GIVEN EXERCISE: Retype the car forum thread below word for word, everything from "Well in the" down to "(May 13, 2004)".

GIVEN TEXT:
::::::::

Constant pinging or knocking usually indicated a mechanical problem.
Worn timing chain or distributor or both.


----------



## dundee (May 11, 2002)

ga16i eh? swap in a ga16de slap on a turbo ..... :evilgrin:


----------



## NAstyed (Nov 22, 2004)

dreamteam said:


> Your click click misfire going up a hill sounds like the beginning of the dreaded #3 spark plug wire failure that is so common on these engines.
> 
> It starts out intermittent and just gets worse.
> 
> Look under your hood in a dark place at night and you will see what I mean....


Well in the past (6 months ago) i've got a problem like the one you told me, the tip from the 3rd spark plug cable (from left to right, looking from the front of my hood), was all burned out, and i had to replace the cables, do you think this is the same problem, why can i be happening so often then? Ill take a look at the cables, but also, i might sound idiot, but, when you say, that i should check them in a dark place, you say I have to unplug each one of the cables at a time, with the engine running, and check the tip? can you be a little more specific?


Thanks!


----------



## BII (May 13, 2004)

The names of gasoline grades is purposely confusing. In the US we tend to have, Regular, Mid (sometimes called Premium), and then Premium (sometimes called Super Premium). There is nothing 'better' in the mroe expensive grades, but as others already explained, the higher grades contain more octane.

::::::::

RECORD EXCERPTS:
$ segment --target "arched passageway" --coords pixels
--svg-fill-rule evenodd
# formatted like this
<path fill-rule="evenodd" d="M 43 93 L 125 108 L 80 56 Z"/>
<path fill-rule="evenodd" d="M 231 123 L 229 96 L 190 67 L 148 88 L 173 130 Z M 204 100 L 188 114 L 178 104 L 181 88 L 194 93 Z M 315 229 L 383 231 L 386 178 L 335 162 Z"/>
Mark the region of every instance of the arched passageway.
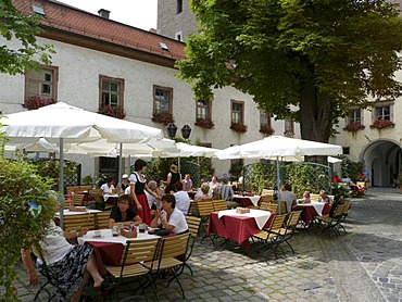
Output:
<path fill-rule="evenodd" d="M 402 146 L 387 139 L 372 141 L 363 148 L 361 161 L 370 174 L 373 187 L 392 187 L 402 171 Z"/>

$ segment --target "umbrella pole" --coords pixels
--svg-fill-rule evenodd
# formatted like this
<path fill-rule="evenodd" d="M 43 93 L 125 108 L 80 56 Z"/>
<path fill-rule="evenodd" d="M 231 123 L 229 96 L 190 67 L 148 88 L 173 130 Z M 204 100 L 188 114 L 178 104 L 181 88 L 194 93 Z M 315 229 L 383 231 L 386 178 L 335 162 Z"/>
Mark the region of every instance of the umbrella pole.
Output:
<path fill-rule="evenodd" d="M 117 183 L 117 194 L 120 196 L 121 188 L 122 188 L 122 167 L 123 167 L 123 143 L 120 143 L 118 150 L 118 183 Z"/>
<path fill-rule="evenodd" d="M 279 156 L 276 156 L 276 186 L 278 189 L 278 214 L 280 215 L 280 176 L 279 176 Z"/>
<path fill-rule="evenodd" d="M 63 138 L 60 138 L 60 143 L 59 143 L 59 148 L 60 148 L 60 159 L 59 159 L 59 192 L 60 192 L 60 197 L 59 197 L 59 201 L 60 201 L 60 227 L 61 228 L 64 228 L 64 216 L 63 216 L 63 213 L 64 213 L 64 154 L 63 154 L 63 151 L 64 151 L 64 141 L 63 141 Z"/>

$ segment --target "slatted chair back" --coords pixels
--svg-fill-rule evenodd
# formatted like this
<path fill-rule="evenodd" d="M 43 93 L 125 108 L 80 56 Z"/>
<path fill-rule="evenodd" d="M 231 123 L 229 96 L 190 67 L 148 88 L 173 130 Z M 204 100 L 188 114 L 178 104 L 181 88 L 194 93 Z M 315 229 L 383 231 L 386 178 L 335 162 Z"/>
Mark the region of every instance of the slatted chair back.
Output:
<path fill-rule="evenodd" d="M 176 235 L 162 238 L 161 260 L 178 257 L 187 253 L 190 234 Z"/>
<path fill-rule="evenodd" d="M 127 265 L 152 262 L 158 259 L 159 242 L 160 238 L 127 240 L 127 246 L 122 256 L 122 276 L 124 275 L 124 267 L 127 267 Z"/>
<path fill-rule="evenodd" d="M 274 200 L 272 203 L 276 204 L 276 211 L 280 214 L 284 214 L 284 213 L 287 213 L 288 212 L 288 209 L 286 207 L 286 201 L 282 200 L 280 201 L 280 209 L 278 207 L 278 201 Z"/>
<path fill-rule="evenodd" d="M 290 229 L 294 229 L 296 226 L 298 225 L 299 223 L 299 219 L 300 219 L 300 216 L 301 216 L 301 212 L 302 211 L 292 211 L 290 213 L 290 216 L 286 223 L 286 227 L 287 228 L 290 228 Z"/>
<path fill-rule="evenodd" d="M 92 189 L 92 186 L 90 186 L 90 185 L 79 186 L 79 190 L 81 190 L 81 191 L 89 191 L 91 189 Z"/>
<path fill-rule="evenodd" d="M 262 197 L 265 197 L 265 196 L 274 197 L 274 193 L 275 193 L 275 191 L 274 191 L 274 190 L 268 190 L 268 189 L 263 189 L 263 190 L 261 191 L 261 196 L 262 196 Z"/>
<path fill-rule="evenodd" d="M 102 211 L 100 213 L 95 213 L 95 228 L 104 229 L 109 227 L 109 217 L 112 211 Z"/>
<path fill-rule="evenodd" d="M 201 227 L 201 218 L 196 216 L 186 216 L 186 222 L 188 225 L 188 231 L 193 238 L 197 238 Z"/>
<path fill-rule="evenodd" d="M 191 201 L 188 206 L 188 214 L 189 215 L 199 215 L 198 211 L 198 201 Z"/>
<path fill-rule="evenodd" d="M 313 193 L 311 193 L 310 194 L 310 199 L 313 200 L 313 201 L 319 201 L 319 194 L 313 194 Z"/>
<path fill-rule="evenodd" d="M 84 197 L 84 194 L 73 194 L 71 202 L 74 203 L 74 205 L 80 206 L 83 205 Z"/>
<path fill-rule="evenodd" d="M 93 214 L 65 215 L 65 230 L 95 229 Z"/>
<path fill-rule="evenodd" d="M 209 216 L 212 212 L 214 212 L 214 204 L 212 203 L 212 200 L 199 201 L 197 205 L 201 217 Z"/>
<path fill-rule="evenodd" d="M 219 199 L 219 200 L 213 200 L 212 201 L 214 211 L 224 211 L 227 210 L 227 202 L 226 200 Z"/>
<path fill-rule="evenodd" d="M 269 226 L 269 231 L 279 232 L 280 228 L 284 226 L 285 218 L 286 218 L 286 215 L 275 215 Z"/>

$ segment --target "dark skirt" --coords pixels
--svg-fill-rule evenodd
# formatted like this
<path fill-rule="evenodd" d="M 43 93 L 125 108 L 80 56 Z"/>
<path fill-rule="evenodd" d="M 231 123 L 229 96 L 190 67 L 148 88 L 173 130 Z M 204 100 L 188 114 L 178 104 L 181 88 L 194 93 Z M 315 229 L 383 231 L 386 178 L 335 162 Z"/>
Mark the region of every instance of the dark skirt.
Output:
<path fill-rule="evenodd" d="M 148 199 L 146 194 L 137 194 L 139 204 L 142 206 L 142 211 L 137 209 L 137 204 L 133 202 L 133 207 L 136 210 L 138 216 L 141 217 L 142 222 L 147 225 L 151 225 L 152 216 L 151 210 L 149 209 Z"/>
<path fill-rule="evenodd" d="M 70 301 L 78 290 L 92 253 L 93 249 L 90 246 L 74 246 L 62 260 L 48 265 L 51 281 L 56 287 L 58 301 Z"/>

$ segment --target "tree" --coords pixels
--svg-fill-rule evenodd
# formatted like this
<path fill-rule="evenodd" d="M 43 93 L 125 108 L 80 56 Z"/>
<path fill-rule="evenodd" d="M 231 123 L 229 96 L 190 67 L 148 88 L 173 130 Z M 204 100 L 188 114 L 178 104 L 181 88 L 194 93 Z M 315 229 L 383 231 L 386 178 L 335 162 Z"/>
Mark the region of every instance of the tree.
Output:
<path fill-rule="evenodd" d="M 0 34 L 8 41 L 18 40 L 18 49 L 0 47 L 0 73 L 11 75 L 23 74 L 26 70 L 35 70 L 39 64 L 50 64 L 50 45 L 39 45 L 36 35 L 41 32 L 38 15 L 25 16 L 16 10 L 11 0 L 0 0 Z"/>
<path fill-rule="evenodd" d="M 401 84 L 402 23 L 385 0 L 192 0 L 179 77 L 196 99 L 233 86 L 303 139 L 327 142 L 351 105 L 394 99 Z M 291 106 L 297 111 L 291 112 Z"/>

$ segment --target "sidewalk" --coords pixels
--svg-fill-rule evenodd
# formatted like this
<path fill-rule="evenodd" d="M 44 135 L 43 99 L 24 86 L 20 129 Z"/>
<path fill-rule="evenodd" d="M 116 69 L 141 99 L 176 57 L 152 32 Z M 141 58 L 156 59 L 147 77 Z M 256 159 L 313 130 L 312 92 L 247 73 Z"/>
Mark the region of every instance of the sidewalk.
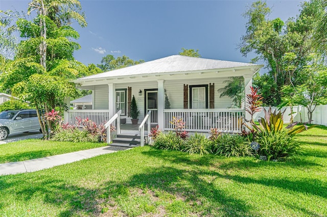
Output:
<path fill-rule="evenodd" d="M 129 149 L 129 148 L 105 146 L 24 161 L 1 164 L 0 176 L 37 171 L 102 154 L 109 154 Z"/>

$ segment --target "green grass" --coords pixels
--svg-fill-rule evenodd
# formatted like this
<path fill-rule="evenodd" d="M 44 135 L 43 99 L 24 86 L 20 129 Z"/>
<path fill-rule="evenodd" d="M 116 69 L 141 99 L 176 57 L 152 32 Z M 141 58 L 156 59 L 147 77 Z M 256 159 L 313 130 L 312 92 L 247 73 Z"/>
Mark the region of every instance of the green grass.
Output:
<path fill-rule="evenodd" d="M 284 162 L 134 148 L 0 177 L 2 216 L 327 216 L 327 128 Z"/>
<path fill-rule="evenodd" d="M 106 143 L 52 142 L 31 139 L 0 145 L 0 164 L 19 161 L 89 149 Z"/>

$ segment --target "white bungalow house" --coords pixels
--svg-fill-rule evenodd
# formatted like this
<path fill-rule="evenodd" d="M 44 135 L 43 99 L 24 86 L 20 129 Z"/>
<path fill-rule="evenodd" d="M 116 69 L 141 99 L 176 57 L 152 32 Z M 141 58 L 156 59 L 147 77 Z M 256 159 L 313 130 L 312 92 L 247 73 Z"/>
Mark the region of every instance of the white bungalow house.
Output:
<path fill-rule="evenodd" d="M 92 94 L 87 95 L 78 99 L 71 101 L 74 109 L 91 110 Z"/>
<path fill-rule="evenodd" d="M 216 127 L 240 132 L 242 119 L 248 114 L 244 108 L 226 108 L 231 99 L 220 98 L 217 91 L 225 86 L 223 82 L 229 77 L 242 76 L 245 94 L 249 93 L 252 75 L 262 66 L 173 55 L 80 78 L 73 82 L 78 88 L 92 91 L 92 110 L 69 111 L 66 120 L 87 116 L 104 122 L 121 110 L 121 117 L 130 123 L 129 105 L 134 95 L 140 111 L 139 124 L 151 111 L 151 124 L 162 130 L 172 129 L 170 121 L 175 116 L 183 119 L 190 131 L 208 132 Z M 169 109 L 165 108 L 166 95 Z"/>

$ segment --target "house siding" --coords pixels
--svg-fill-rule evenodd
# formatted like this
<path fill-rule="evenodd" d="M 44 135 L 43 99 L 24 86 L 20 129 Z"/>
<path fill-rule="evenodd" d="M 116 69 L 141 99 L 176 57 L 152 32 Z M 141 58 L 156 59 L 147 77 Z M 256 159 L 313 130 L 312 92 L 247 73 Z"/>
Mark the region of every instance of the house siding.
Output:
<path fill-rule="evenodd" d="M 184 92 L 183 85 L 209 85 L 209 83 L 215 83 L 215 108 L 226 108 L 231 104 L 232 100 L 227 97 L 220 98 L 220 93 L 218 90 L 223 88 L 225 85 L 223 82 L 228 78 L 213 78 L 210 80 L 208 79 L 185 79 L 183 80 L 167 80 L 165 83 L 166 94 L 170 102 L 170 107 L 172 109 L 182 109 L 183 108 Z M 189 91 L 190 94 L 190 91 Z M 188 97 L 189 98 L 189 97 Z M 189 107 L 190 107 L 189 102 Z"/>
<path fill-rule="evenodd" d="M 220 93 L 218 90 L 223 88 L 225 84 L 223 84 L 224 80 L 227 79 L 227 77 L 213 78 L 208 79 L 185 79 L 185 80 L 168 80 L 165 83 L 165 88 L 166 90 L 166 94 L 168 97 L 170 102 L 171 108 L 182 109 L 183 108 L 183 85 L 209 85 L 209 83 L 215 83 L 215 108 L 226 108 L 230 106 L 232 100 L 227 97 L 220 98 Z M 132 87 L 132 95 L 134 95 L 137 103 L 138 110 L 140 111 L 139 119 L 144 117 L 145 92 L 145 89 L 157 89 L 158 88 L 157 82 L 153 81 L 146 83 L 134 83 L 129 84 L 117 84 L 115 85 L 115 89 L 125 89 L 128 87 Z M 142 95 L 138 95 L 139 90 L 142 91 Z M 107 85 L 100 85 L 96 86 L 95 91 L 95 109 L 108 109 L 108 88 Z M 189 93 L 190 94 L 190 93 Z M 190 104 L 190 102 L 189 102 Z"/>
<path fill-rule="evenodd" d="M 109 88 L 108 85 L 99 85 L 95 91 L 95 108 L 98 110 L 109 108 Z"/>

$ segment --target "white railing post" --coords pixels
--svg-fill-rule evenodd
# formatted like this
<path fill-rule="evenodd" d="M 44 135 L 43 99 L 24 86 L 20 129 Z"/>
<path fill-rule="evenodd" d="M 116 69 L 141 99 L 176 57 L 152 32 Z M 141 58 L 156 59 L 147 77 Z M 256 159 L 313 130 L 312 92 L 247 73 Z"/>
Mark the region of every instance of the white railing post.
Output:
<path fill-rule="evenodd" d="M 118 118 L 120 116 L 121 113 L 122 113 L 122 110 L 119 111 L 118 112 L 115 114 L 114 115 L 112 116 L 112 117 L 110 118 L 110 119 L 109 121 L 108 121 L 108 122 L 106 123 L 106 124 L 104 125 L 104 127 L 106 128 L 106 129 L 107 129 L 107 143 L 108 144 L 110 144 L 111 142 L 111 137 L 110 137 L 111 135 L 110 135 L 110 124 L 111 124 L 111 123 L 114 122 L 115 120 L 116 120 L 117 118 Z M 118 122 L 118 121 L 117 121 Z M 120 125 L 120 122 L 119 122 L 119 124 Z"/>
<path fill-rule="evenodd" d="M 150 144 L 150 135 L 149 134 L 151 131 L 151 122 L 149 119 L 148 119 L 147 122 L 148 123 L 148 143 Z"/>
<path fill-rule="evenodd" d="M 118 114 L 118 113 L 117 113 Z M 121 114 L 118 114 L 118 117 L 117 118 L 117 134 L 120 134 L 121 133 Z"/>
<path fill-rule="evenodd" d="M 144 146 L 144 127 L 141 128 L 141 147 Z"/>
<path fill-rule="evenodd" d="M 144 124 L 145 124 L 145 123 L 147 122 L 147 121 L 148 121 L 148 129 L 149 129 L 149 125 L 151 125 L 151 120 L 150 121 L 148 121 L 149 118 L 151 118 L 151 111 L 149 111 L 149 112 L 148 113 L 148 114 L 147 114 L 147 115 L 145 116 L 145 117 L 144 117 L 144 119 L 143 119 L 143 121 L 142 121 L 142 122 L 141 123 L 141 124 L 139 125 L 139 126 L 138 127 L 138 130 L 141 131 L 141 146 L 144 146 Z M 148 131 L 148 134 L 149 134 L 150 132 Z M 149 135 L 148 135 L 149 136 Z"/>
<path fill-rule="evenodd" d="M 107 128 L 107 143 L 110 144 L 111 142 L 111 137 L 110 135 L 110 127 Z"/>

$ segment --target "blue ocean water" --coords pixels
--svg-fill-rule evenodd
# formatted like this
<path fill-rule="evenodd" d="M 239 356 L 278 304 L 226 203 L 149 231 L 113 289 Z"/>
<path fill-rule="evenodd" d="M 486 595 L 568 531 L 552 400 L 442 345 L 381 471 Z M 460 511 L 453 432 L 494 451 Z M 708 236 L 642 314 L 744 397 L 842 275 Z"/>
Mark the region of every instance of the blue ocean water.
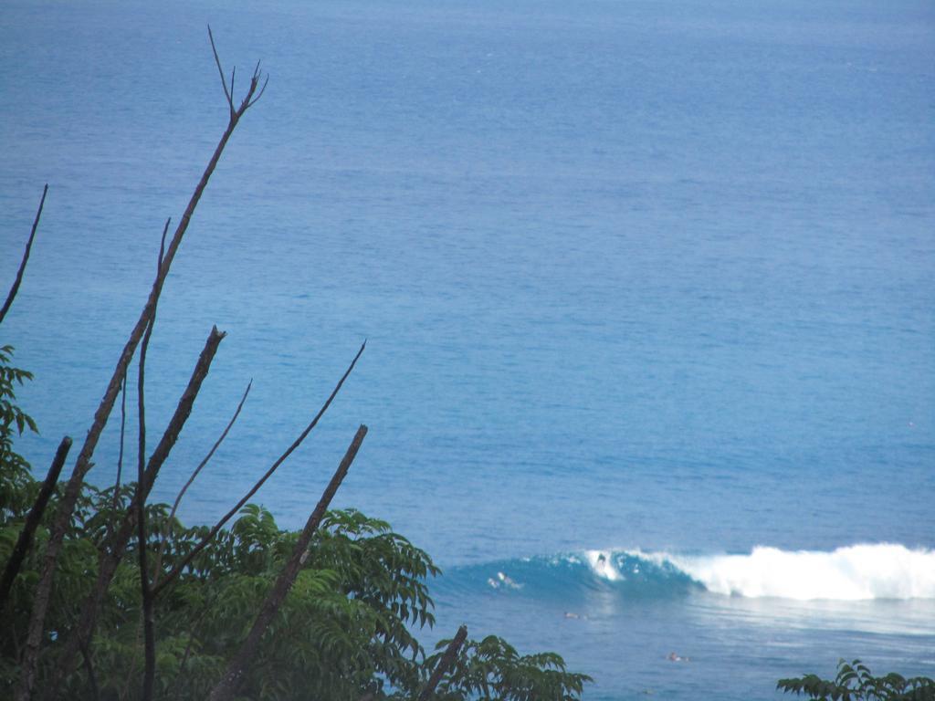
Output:
<path fill-rule="evenodd" d="M 935 675 L 930 3 L 5 3 L 2 279 L 50 183 L 0 336 L 40 469 L 225 123 L 208 22 L 271 79 L 160 305 L 153 431 L 228 337 L 157 498 L 252 378 L 182 516 L 226 510 L 367 338 L 259 497 L 297 526 L 366 422 L 336 503 L 443 566 L 436 637 L 556 650 L 593 699 Z"/>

::::::::

COMPLETED EXERCISE:
Well in the past (6 months ago) i've got a problem like the one you told me, the tip from the 3rd spark plug cable (from left to right, looking from the front of my hood), was all burned out, and i had to replace the cables, do you think this is the same problem, why can i be happening so often then? Ill take a look at the cables, but also, i might sound idiot, but, when you say, that i should check them in a dark place, you say I have to unplug each one of the cables at a time, with the engine running, and check the tip? can you be a little more specific?


Thanks!


----------



## BII (May 13, 2004)